_ABOUT THIS TASK_: Every record must be reproduced exactly. Leave none out.

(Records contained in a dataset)

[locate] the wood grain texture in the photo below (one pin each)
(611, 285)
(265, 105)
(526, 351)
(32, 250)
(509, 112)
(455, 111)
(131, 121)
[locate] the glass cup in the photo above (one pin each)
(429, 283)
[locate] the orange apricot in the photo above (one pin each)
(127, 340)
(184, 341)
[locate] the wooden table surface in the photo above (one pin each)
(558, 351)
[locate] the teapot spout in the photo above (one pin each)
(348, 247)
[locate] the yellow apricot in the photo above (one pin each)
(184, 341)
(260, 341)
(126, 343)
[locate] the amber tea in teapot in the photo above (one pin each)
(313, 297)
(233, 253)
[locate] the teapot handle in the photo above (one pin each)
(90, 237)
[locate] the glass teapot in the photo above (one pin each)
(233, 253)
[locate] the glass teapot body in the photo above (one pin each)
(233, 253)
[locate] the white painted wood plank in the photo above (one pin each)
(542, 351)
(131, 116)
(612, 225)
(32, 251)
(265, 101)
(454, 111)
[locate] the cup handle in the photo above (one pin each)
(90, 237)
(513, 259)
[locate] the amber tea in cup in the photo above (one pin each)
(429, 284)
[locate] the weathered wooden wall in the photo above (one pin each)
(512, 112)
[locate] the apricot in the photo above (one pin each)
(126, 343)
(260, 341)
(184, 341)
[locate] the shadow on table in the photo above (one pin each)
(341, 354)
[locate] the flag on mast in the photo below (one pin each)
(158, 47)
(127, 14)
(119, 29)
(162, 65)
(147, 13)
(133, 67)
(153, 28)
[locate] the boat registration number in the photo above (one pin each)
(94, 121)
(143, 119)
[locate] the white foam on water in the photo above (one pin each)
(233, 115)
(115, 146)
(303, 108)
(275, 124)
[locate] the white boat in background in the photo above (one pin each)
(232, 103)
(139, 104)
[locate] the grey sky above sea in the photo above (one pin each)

_PROBLEM SOLUTION_:
[locate] the wood grain texture in the photo below (one pin each)
(611, 285)
(265, 105)
(526, 351)
(32, 250)
(509, 112)
(455, 111)
(131, 121)
[locate] the glass cup in the photo above (one pin each)
(429, 283)
[locate] the orange apricot in the photo above (one pin each)
(127, 340)
(184, 341)
[locate] the wooden table surface in the photo above (one pin each)
(558, 351)
[locate] the teapot spout in the photo above (one pin each)
(348, 247)
[locate] the yellow apricot in the photo above (one pin each)
(184, 341)
(260, 341)
(126, 343)
[locate] the amber tea in teapot in the photo above (one pin each)
(313, 297)
(233, 253)
[locate] the teapot handle in the photo above (one pin each)
(90, 237)
[locate] the glass teapot in the photo above (one pin each)
(233, 253)
[locate] the glass teapot body in the photo above (one pin each)
(233, 253)
[locate] the white painted wood plank in the photo above (one pin each)
(542, 351)
(131, 116)
(612, 225)
(32, 251)
(265, 101)
(454, 111)
[locate] the cup handle in the photo above (one pin each)
(90, 237)
(513, 259)
[locate] the amber tea in cup in the photo above (one pin each)
(429, 284)
[locate] the weathered wooden wall in the photo above (one pin each)
(512, 112)
[locate] the apricot in the photo above (one pin each)
(126, 343)
(260, 341)
(184, 341)
[locate] the shadow on table in the photo above (one pin each)
(341, 354)
[locate] the flag on mast in the photo below (one pin each)
(158, 47)
(127, 14)
(119, 29)
(162, 65)
(147, 13)
(133, 67)
(153, 28)
[locate] the boat registration number in the photo above (one pin each)
(94, 121)
(143, 119)
[locate] the white foam on water in the photo above (one pin each)
(233, 115)
(115, 146)
(303, 108)
(275, 124)
[locate] the white boat in background in the photo above (one pin each)
(232, 103)
(139, 104)
[locate] the grey sky above sea in the photo above (one pin each)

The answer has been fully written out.